## TASK GOAL
Decide whether each of these statements agrees with the survey text on SALT and VoiceXML deployments: 1. The respondents had no deployed SALT applications in May 2004. 2. The survey sample was drawn from both VoiceXML Forum and SALT Forum companies. 3. Figure 4 reports results for ten companies. Answer yes or no for each, quoting the words of the text that decide it.

## SELECTED TEXT
Number: Five respondents answered that they were working on SALT applications. The total number of our sample's deployed SALT applications in May 2004 was 0. The total number of deployed SALT applications they expect to have by May 2005 is 42. This is contrasted with VoiceXML deployments in Figure 3.

Figure 3: VoiceXML and SALT deployments (all respondents).

Relative use of VoiceXML and SALT. From our data can we say that 100 percent of the markup based voice applications are VoiceXML this year, or that next year only 4.6 percent will be SALT? No: our sample was self-selecting and drawn from only VoiceXML Forum companies. But there is an interesting thought experiment we can do.

Our respondents included an above average proportion of SALT Forum members: six of 27 identified companies (22.2 percent), relative to the 14.1 percent ratio for the full VoiceXML Forum. What if we looked at just these six plus the four other companies reporting that they were deploying SALT applications? The proportion of SALT applications these SALT-oriented companies are deploying surely should represent an upper bound for the industry as a whole. Figure 4 shows the results for the ten companies that fit the SALT-oriented profile.

## GIVEN INFORMATION
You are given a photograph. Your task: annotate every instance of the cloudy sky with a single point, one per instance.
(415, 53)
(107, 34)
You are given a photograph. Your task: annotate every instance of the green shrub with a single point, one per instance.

## SOLUTION
1. Yes: "The total number of our sample's deployed SALT applications in May 2004 was 0."
2. No: "our sample was self-selecting and drawn from only VoiceXML Forum companies."
3. Yes: "Figure 4 shows the results for the ten companies that fit the SALT-oriented profile."